===== EXCERPTED PASSAGE =====
Green Onions – I used about 4 large green onions to get 1 cup.  And these things were HUGE!  I swear, the bulbs were like a small onion.

Green Curry Paste
  • Curry paste is made out of the chilies (red or green), onions, sugar, shrimp paste, fish sauce and some other spices.  You can make your own, but they do sell it… and that’s a lot easier.  You can find the curry paste in the Asian/Thai section of your grocery store. 
  • The original recipe called for red curry paste.  I only had green on hand and I couldn’t find red at the store, so that worked.
Brown Sugar – The recipe didn’t specify to pack it or not, so I lightly packed it enough to level it off in the measuring spoon.

Cliantro – the original recipe called for 2 tablespoons of fresh, but for this small amount, I didn’t want to buy an entire bunch.  I used 2 teaspoons of dried as a substitiute.
=====
**ASSIGNMENT**
Repeat word for word the portion of the recipe ingredient notes that begins with "Green Onions –" and ends with "so that worked.".
===== SOURCE MATERIAL =====
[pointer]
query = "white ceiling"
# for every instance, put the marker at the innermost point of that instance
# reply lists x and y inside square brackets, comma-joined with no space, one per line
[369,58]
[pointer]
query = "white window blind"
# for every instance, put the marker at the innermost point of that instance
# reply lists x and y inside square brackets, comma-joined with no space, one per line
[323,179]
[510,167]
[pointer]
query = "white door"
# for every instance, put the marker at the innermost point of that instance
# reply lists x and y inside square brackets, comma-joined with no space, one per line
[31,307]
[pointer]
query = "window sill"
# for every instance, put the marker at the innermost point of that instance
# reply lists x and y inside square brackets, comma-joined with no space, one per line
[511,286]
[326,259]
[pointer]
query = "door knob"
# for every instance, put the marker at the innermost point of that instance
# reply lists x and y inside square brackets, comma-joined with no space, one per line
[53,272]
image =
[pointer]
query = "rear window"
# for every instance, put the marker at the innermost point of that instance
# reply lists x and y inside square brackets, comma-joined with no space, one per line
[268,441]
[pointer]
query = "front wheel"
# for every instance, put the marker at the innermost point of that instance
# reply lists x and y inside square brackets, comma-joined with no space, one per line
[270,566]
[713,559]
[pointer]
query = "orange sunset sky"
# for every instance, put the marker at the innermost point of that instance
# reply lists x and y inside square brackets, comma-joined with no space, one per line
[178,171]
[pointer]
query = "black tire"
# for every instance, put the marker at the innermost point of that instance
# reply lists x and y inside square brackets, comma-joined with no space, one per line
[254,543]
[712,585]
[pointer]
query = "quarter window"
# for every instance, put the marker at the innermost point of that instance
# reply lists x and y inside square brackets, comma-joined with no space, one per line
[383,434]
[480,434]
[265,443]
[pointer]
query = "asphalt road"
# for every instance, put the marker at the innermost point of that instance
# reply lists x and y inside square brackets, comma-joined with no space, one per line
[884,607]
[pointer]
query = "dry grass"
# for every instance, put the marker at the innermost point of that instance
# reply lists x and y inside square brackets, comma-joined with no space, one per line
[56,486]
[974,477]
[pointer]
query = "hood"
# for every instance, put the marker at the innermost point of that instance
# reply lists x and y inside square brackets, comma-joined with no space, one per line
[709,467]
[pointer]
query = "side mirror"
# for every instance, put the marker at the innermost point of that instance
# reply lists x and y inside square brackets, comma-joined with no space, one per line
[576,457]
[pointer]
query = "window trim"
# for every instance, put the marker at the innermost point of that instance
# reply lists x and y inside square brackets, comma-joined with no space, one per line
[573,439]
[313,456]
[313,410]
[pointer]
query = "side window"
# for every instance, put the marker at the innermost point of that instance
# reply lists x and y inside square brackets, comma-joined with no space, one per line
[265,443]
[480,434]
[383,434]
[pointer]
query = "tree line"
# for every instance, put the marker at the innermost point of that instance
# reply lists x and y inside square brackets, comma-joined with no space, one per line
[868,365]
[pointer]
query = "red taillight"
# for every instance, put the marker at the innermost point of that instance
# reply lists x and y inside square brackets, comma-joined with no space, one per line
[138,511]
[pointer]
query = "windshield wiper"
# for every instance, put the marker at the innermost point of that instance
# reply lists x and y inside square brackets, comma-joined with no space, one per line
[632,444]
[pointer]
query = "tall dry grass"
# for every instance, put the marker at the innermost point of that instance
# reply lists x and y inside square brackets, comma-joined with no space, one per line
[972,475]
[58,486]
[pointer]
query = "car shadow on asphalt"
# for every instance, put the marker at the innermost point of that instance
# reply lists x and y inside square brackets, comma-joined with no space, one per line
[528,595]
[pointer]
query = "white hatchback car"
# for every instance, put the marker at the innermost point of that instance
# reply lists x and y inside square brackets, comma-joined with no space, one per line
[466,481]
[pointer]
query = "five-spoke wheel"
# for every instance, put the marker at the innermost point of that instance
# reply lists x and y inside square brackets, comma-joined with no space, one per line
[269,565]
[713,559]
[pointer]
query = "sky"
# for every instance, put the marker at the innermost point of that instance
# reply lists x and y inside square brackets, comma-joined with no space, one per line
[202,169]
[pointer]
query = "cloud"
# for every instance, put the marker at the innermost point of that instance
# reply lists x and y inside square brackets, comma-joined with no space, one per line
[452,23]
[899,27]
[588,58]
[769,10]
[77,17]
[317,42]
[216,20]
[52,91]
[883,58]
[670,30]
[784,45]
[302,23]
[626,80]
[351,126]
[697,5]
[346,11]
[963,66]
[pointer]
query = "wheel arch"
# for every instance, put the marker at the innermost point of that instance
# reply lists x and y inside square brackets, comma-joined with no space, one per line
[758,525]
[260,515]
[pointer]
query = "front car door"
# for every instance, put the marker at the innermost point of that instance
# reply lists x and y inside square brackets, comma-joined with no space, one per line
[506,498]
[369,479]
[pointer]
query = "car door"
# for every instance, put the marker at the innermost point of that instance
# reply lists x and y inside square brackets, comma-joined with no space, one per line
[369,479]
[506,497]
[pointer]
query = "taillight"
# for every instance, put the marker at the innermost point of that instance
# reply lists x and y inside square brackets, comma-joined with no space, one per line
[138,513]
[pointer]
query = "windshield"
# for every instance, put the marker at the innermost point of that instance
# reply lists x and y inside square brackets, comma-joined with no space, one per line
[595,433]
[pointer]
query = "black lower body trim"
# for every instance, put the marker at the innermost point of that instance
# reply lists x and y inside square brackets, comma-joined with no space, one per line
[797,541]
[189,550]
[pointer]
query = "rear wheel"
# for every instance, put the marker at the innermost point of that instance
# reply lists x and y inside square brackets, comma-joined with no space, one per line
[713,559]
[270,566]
=====
===== SOURCE MATERIAL =====
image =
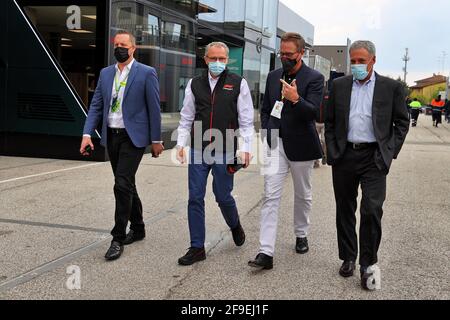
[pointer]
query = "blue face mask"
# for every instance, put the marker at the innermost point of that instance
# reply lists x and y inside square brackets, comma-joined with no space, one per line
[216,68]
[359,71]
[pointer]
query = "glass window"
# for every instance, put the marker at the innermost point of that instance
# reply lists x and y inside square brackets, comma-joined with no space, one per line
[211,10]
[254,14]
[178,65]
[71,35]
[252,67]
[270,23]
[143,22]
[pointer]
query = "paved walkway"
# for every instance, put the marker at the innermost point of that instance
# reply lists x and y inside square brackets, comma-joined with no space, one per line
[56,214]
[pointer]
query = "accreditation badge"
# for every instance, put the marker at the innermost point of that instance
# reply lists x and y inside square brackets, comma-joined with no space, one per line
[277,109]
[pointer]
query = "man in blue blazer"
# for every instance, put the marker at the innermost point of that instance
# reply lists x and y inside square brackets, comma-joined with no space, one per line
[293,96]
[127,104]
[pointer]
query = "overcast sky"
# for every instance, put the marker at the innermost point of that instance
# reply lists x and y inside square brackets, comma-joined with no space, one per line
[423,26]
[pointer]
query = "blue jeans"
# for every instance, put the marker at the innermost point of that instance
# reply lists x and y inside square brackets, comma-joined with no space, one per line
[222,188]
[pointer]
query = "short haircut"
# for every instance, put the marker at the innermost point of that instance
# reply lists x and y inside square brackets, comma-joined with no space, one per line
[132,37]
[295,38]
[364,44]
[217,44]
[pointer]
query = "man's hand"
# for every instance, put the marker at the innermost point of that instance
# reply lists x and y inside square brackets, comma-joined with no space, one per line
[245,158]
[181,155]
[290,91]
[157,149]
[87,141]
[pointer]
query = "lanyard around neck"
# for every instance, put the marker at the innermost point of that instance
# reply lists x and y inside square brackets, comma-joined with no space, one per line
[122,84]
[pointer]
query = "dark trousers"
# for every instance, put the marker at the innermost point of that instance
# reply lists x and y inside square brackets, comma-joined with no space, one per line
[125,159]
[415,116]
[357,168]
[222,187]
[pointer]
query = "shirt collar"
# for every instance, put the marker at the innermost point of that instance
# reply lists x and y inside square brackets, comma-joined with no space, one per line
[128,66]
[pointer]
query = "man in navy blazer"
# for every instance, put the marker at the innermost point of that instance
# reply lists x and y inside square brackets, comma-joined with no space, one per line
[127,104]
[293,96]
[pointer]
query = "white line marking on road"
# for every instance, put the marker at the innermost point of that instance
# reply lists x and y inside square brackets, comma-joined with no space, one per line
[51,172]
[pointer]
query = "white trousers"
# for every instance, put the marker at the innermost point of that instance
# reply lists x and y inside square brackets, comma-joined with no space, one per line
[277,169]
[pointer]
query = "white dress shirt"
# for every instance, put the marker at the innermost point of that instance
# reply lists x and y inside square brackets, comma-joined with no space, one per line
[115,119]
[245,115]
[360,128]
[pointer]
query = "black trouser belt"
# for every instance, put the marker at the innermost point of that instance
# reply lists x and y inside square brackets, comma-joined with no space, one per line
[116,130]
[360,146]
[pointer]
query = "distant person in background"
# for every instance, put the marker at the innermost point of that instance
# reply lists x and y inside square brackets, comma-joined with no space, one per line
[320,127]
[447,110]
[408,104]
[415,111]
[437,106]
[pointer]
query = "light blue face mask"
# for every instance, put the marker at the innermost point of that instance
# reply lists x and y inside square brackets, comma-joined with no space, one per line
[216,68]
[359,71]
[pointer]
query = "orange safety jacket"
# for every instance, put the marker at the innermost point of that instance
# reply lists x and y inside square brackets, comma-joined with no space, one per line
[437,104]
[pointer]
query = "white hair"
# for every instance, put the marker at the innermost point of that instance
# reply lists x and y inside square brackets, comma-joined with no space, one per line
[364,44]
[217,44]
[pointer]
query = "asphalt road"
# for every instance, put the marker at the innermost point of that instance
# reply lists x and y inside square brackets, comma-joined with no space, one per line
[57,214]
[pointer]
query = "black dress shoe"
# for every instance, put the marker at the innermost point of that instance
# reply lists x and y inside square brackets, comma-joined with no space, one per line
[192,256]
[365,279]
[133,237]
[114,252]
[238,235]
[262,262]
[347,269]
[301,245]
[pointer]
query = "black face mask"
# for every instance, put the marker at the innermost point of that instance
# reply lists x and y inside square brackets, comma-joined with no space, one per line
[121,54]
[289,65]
=====
===== SOURCE MATERIAL =====
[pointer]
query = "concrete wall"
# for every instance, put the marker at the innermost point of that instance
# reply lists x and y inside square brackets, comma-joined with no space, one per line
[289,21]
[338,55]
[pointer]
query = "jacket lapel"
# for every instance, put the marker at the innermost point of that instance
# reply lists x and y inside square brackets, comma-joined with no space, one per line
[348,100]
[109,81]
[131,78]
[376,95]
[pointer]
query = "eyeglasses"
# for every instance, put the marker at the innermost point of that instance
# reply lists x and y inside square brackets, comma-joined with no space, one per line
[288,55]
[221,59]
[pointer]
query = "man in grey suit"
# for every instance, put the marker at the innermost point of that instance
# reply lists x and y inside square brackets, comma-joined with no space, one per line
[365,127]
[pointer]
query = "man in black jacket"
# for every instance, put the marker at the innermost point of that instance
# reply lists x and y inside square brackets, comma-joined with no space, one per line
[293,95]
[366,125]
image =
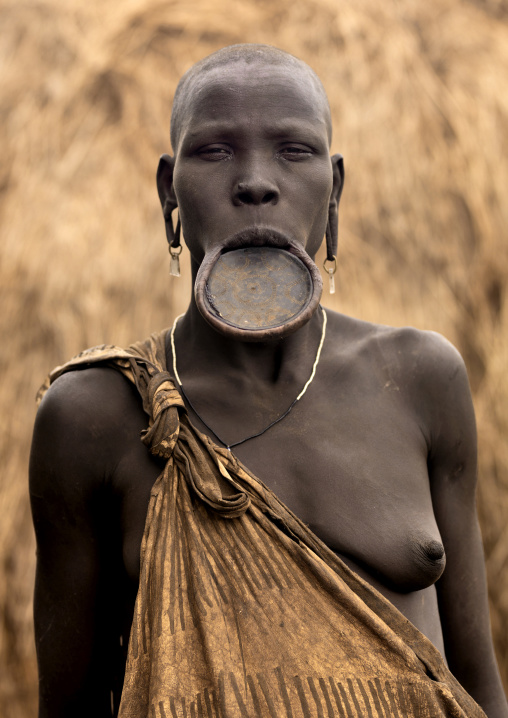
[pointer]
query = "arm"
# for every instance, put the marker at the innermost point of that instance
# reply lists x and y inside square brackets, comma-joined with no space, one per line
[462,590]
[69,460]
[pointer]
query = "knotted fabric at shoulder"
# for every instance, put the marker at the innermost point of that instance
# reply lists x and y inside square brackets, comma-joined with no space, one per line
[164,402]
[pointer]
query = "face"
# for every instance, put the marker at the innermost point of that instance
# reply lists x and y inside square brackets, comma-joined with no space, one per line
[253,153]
=====
**RESULT BELOW**
Green Onions – I used about 4 large green onions to get 1 cup.  And these things were HUGE!  I swear, the bulbs were like a small onion.

Green Curry Paste
  • Curry paste is made out of the chilies (red or green), onions, sugar, shrimp paste, fish sauce and some other spices.  You can make your own, but they do sell it… and that’s a lot easier.  You can find the curry paste in the Asian/Thai section of your grocery store. 
  • The original recipe called for red curry paste.  I only had green on hand and I couldn’t find red at the store, so that worked.